Data to use.
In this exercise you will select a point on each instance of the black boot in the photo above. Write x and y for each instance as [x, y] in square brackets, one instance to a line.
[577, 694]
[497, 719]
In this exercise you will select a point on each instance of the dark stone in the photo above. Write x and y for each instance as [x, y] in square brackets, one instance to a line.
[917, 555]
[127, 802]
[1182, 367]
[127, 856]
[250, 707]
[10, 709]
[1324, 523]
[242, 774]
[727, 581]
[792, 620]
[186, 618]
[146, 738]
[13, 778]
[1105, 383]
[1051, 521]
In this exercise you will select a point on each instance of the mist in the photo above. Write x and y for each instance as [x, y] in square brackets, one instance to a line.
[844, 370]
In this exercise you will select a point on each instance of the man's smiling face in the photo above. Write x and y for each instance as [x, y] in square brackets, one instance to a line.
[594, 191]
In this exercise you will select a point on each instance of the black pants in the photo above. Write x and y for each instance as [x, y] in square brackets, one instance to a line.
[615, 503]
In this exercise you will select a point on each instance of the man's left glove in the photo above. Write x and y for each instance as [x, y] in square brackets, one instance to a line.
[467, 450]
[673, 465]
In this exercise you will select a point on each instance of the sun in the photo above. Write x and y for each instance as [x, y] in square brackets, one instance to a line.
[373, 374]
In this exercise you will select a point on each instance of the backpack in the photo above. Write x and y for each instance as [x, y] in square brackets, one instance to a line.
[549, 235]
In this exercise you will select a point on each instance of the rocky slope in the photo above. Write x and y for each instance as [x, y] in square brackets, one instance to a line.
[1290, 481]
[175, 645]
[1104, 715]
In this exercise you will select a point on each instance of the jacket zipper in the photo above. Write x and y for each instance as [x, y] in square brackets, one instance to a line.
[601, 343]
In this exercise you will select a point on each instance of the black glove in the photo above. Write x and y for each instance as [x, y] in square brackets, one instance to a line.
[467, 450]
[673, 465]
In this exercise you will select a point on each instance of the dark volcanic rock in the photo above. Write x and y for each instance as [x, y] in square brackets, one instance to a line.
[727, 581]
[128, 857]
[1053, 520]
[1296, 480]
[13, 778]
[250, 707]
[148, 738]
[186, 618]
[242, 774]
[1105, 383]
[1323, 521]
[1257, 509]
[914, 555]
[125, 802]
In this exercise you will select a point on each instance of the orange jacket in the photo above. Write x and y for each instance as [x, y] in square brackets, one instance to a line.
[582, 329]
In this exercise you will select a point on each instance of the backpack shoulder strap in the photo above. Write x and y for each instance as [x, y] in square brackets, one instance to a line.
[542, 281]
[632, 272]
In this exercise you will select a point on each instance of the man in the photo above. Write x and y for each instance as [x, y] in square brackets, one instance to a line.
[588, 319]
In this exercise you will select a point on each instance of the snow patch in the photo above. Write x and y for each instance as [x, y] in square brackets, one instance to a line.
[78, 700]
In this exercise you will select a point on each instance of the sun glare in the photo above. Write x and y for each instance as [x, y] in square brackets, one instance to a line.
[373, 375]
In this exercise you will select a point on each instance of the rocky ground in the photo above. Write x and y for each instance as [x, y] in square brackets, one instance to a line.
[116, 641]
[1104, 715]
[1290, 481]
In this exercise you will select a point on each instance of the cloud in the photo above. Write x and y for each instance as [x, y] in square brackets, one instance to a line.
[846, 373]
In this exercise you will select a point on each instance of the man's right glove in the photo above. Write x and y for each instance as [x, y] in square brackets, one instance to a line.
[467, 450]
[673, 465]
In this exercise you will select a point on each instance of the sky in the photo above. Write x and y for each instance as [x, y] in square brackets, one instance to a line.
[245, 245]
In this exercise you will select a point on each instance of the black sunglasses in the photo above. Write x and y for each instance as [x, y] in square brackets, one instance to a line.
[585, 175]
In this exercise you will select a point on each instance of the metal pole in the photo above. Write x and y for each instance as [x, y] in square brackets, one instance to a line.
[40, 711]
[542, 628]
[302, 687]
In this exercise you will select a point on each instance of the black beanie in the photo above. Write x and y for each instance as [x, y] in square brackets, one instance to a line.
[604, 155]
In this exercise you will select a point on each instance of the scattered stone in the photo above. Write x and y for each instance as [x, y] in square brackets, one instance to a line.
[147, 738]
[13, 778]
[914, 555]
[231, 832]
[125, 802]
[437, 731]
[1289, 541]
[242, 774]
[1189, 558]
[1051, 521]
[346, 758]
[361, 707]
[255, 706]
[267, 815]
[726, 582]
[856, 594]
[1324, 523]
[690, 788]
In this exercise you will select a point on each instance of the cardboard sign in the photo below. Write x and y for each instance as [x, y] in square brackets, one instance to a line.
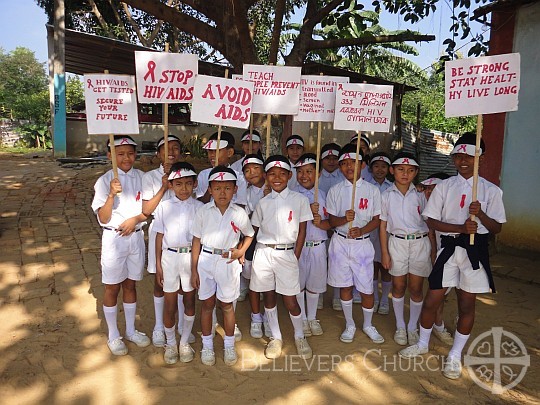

Work instruction.
The reply has to reproduce every line above verbatim and contain no pictures.

Output for this task.
In this exercise you will select a point on each instance of the black boot in the photo above. Write x and y for each instance as [x, y] in square brackets, one instance to a line.
[577, 694]
[497, 719]
In this exercise you will select a point on each instance of the dark stone in the photo above. Write x and y for each instance as [x, y] in square brackets, one instance to a line.
[917, 555]
[127, 802]
[1182, 367]
[127, 856]
[250, 707]
[10, 709]
[1324, 523]
[242, 774]
[727, 581]
[792, 620]
[186, 618]
[146, 738]
[13, 778]
[1105, 383]
[1051, 521]
In this exercise you will select a point on each instance of the mist in the photo above. Write x and y for each instance as [x, y] in square brackets, one instance to a line.
[844, 370]
In this exercise you will select a point on each instance of the man's smiling face in the photo above. Write x and y for each instance as [x, y] in square brackets, one instance to a line.
[594, 191]
In this exercise you will select a point on each instance of the black pants in the photo above. Write x and y for each instance as [x, y] in square brackets, one instance to a line.
[615, 503]
In this exercise you will select a point on each instance of the man's left glove in the photo above. Write x and y for each instance as [x, y] in square brackets, one instance to a line.
[467, 450]
[673, 465]
In this exercise you will select a point on each instance of the sun in the photo above. Write x and y for each instance as [x, y] in square brackets, one instance to a line.
[373, 374]
In this exercise you will select a point on each instance of the backpack in the photo above. Write x and y for each instance as [x, y] in square brackets, one instance to a line.
[549, 235]
In this exercise you will select a point on each instance of the rocky slope in the photo above. Write x and y for each instance as [x, y] in square brackets, one instance to a line.
[1290, 481]
[175, 645]
[1104, 715]
In this exercise you will select a point on each instance of the jacket zipper in the photo above. Write x and y for each instance as [x, y] in square brackets, one instance to a line.
[601, 343]
In this exercise you will select a point on each instance of the black glove in the photo above. Write x and y for each instance as [x, y] in square brackets, one instance to a line.
[467, 450]
[673, 465]
In this exercise you will select a point on each instance of the dark volcanic rock in the photo above. Write x and y for each instance as [x, y] in square brackets, one instance to a line.
[727, 581]
[128, 857]
[1053, 520]
[1296, 480]
[13, 778]
[250, 707]
[148, 738]
[186, 618]
[242, 774]
[1105, 383]
[1323, 521]
[1257, 509]
[914, 555]
[125, 802]
In this exercise you will select a point on each instance of the orange jacket in the photo above. Write x and y for each instance as [x, y] in square brackets, one instance to a line.
[582, 329]
In this exercise you will select a point on each instance of the backpack shoulder strap in the photo above. Write x and y for each instance as [x, y] in square brackets, one instance to a line.
[542, 281]
[632, 272]
In this exercise you will select a point on each instance of the man in the photo above. Write x and y for each instance as [x, y] in square brackets, one instance to a line.
[588, 319]
In this exercise you will select a point on each instance of the snow patch in the photo above. Write x and y for each instance as [x, y] in square brackets, one instance to a line.
[78, 700]
In this exercise you will select a point on each instance of the sun glare in the photo above. Write x and y for each instance as [x, y] in square brackets, one instance to a line.
[373, 375]
In this exercise you will select a point on each instance of the rocky ground in the photo above. Write x and y for each instance as [x, y] in square brackets, one instance to a line.
[116, 641]
[1104, 715]
[1290, 481]
In this exercise you will select a point on each instance of the cloud in the photo above. Write x and y for each instance as [x, y] in square brackets, one instance to a line.
[846, 373]
In this exercise you will select a point on each instance of the man's right glove in the photo above. Write x and y for each instance as [x, y] in square brackets, one instance to a line.
[467, 450]
[673, 465]
In this exercise you will select a point on each instance of the sky in the photo above. Write x and y for each instance as [x, y] in square brackets, one instance to a line.
[245, 245]
In this exercise you will select a point on each instance of the black sunglasses in the photo above. Write x and y for each instance as [x, y] in square brackets, one instance to a line.
[585, 175]
In this exercise you will select a point on each instance of the metal pole in the photo above. Write x and y for each instance as [x, y] in square brackets, one instance to a line.
[40, 711]
[542, 628]
[302, 687]
In this exercise you will select a point on each instance of the black beanie in the photo above. Write x and y for each instance as [x, y] in square brackets, one instance to a line.
[604, 155]
In this exercise you will select a point on each instance of the scattered stone in the photo above. Write x and y for each instance as [x, y] in square brackets, one instance to a line.
[147, 738]
[13, 778]
[914, 555]
[231, 832]
[125, 802]
[437, 731]
[1289, 541]
[242, 774]
[1189, 558]
[1051, 521]
[346, 758]
[361, 707]
[255, 706]
[267, 815]
[726, 582]
[856, 594]
[1324, 523]
[690, 788]
In this exercise you will select a point on each instance of the cardboard sign in the photo below. Write x and y for each instance as [x, y] in square brackets, one instance to a line.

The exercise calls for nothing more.